## Task requirements
All lines from the one with "# point at: dog's mouth" to the end need to be copied exactly, with nothing before them.

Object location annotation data
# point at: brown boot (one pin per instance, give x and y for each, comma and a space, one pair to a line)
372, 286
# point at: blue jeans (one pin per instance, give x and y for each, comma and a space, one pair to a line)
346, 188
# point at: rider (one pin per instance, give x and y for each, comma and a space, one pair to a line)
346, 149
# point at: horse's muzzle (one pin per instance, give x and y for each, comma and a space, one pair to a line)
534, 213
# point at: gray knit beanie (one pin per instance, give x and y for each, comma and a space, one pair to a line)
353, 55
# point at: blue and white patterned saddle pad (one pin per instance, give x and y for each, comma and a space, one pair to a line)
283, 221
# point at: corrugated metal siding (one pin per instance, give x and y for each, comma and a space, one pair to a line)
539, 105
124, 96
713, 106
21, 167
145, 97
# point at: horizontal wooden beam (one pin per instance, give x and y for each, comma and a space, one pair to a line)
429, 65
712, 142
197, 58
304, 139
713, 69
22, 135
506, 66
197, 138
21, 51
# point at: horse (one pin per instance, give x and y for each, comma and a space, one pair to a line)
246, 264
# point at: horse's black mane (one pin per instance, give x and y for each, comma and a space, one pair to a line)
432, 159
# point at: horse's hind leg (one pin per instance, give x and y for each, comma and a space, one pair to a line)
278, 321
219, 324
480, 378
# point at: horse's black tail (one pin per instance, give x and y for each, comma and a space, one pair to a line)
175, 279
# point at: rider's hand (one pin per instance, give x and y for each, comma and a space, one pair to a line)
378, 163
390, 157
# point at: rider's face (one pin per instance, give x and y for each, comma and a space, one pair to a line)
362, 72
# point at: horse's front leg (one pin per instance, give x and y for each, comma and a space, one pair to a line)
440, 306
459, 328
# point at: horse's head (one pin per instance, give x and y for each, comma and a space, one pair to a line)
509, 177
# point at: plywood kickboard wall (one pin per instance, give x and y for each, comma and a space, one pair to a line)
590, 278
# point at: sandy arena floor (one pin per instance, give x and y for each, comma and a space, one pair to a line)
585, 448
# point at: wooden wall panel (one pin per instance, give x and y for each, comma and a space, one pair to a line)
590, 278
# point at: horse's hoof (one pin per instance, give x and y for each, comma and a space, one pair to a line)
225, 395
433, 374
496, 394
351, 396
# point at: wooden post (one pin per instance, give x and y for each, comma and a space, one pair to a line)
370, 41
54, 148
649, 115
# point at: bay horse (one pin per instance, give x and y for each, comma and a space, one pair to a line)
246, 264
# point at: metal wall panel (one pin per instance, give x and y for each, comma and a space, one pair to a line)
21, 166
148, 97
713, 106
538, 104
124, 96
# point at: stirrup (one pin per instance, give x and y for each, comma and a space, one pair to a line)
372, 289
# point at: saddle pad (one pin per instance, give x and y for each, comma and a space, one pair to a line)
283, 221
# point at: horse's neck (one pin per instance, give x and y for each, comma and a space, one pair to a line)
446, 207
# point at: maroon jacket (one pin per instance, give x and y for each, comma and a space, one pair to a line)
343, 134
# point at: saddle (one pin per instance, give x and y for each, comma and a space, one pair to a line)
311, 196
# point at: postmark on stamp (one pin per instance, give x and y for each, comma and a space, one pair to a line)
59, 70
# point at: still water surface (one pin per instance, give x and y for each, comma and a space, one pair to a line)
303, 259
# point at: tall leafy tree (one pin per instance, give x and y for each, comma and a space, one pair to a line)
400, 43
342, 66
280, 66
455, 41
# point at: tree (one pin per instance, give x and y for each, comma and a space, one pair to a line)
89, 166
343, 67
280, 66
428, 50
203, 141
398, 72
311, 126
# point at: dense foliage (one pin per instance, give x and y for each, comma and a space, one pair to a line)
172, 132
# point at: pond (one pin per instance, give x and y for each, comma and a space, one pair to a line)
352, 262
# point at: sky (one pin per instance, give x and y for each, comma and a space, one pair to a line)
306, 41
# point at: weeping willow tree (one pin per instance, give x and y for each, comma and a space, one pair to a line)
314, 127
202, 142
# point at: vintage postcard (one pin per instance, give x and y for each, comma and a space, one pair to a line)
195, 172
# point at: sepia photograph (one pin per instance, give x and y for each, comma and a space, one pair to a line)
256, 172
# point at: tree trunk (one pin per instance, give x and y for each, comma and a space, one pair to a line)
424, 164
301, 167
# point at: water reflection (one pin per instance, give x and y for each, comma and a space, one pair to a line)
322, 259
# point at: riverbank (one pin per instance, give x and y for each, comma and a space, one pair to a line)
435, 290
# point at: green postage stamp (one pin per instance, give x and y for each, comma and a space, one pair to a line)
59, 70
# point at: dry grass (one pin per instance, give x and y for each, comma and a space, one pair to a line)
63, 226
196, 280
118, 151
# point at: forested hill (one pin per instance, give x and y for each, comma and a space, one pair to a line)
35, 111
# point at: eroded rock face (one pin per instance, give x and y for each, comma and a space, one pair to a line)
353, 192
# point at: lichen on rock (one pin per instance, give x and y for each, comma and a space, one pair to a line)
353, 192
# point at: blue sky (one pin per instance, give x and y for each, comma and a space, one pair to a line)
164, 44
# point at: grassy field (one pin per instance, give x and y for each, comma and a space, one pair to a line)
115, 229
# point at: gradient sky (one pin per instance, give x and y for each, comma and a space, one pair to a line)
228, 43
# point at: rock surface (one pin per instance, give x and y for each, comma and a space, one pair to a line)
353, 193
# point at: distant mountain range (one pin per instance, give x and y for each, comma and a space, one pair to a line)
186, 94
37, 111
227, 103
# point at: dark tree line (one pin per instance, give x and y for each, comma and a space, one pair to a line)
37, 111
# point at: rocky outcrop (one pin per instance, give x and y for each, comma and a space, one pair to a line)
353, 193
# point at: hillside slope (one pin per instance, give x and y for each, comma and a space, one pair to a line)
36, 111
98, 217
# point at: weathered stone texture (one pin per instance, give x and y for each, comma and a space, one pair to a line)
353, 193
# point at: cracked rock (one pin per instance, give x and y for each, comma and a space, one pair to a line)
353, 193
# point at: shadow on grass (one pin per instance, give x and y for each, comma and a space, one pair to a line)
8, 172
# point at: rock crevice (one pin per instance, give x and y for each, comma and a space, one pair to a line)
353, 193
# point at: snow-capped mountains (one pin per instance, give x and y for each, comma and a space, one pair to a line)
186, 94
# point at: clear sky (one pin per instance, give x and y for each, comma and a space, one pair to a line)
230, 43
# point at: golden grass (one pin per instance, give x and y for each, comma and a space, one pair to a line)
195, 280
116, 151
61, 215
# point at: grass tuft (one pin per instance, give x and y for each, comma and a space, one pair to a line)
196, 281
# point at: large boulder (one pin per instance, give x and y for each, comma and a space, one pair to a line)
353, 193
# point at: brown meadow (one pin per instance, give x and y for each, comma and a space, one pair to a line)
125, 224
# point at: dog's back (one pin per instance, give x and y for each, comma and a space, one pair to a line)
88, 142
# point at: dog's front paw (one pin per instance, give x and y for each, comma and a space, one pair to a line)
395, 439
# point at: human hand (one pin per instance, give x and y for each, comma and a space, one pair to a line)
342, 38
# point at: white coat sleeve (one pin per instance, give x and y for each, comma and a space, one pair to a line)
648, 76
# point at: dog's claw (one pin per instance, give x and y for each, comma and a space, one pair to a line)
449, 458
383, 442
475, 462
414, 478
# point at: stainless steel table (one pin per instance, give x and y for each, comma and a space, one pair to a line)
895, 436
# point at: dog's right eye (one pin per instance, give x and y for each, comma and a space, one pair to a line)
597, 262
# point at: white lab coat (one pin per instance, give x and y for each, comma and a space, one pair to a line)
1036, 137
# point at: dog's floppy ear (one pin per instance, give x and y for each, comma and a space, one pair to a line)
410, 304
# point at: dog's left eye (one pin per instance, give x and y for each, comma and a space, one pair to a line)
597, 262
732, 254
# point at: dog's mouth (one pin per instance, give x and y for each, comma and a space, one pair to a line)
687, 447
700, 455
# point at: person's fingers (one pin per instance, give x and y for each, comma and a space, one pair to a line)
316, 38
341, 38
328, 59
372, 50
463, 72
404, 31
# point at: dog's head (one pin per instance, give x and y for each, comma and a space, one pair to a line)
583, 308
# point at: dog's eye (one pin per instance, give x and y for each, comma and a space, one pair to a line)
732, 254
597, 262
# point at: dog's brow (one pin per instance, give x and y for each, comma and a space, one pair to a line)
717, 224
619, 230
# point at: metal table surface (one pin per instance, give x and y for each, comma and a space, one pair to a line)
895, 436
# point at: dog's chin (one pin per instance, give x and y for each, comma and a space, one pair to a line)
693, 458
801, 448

## Finished task
# point at: dog's mouth (one pin per instance, give x and y for each, comma and a space, one pair to a line)
687, 447
700, 455
# point at: person's fingers (one pin per instance, give x and y for each, comma and a space, one pair to a line)
316, 38
341, 38
328, 59
372, 50
463, 72
404, 31
# point at: dog's head (one pin per instance, give x and y for each, comma and a space, one pair to a line)
583, 308
# point at: dog's eye (one pin per instance, give x and y for each, comma and a space, one pair to a line)
732, 254
597, 262
# point at: dog's brow (one pin per instance, give x and y for each, comma and a space, one pair to a line)
717, 224
619, 230
# point at: metal table surface (one pin per instance, give x and y for each, comma and a space, one pair to a line)
895, 436
# point at: dog's chin (one pin per instance, give x and y for each, comma and a space, one pair to a line)
693, 458
801, 448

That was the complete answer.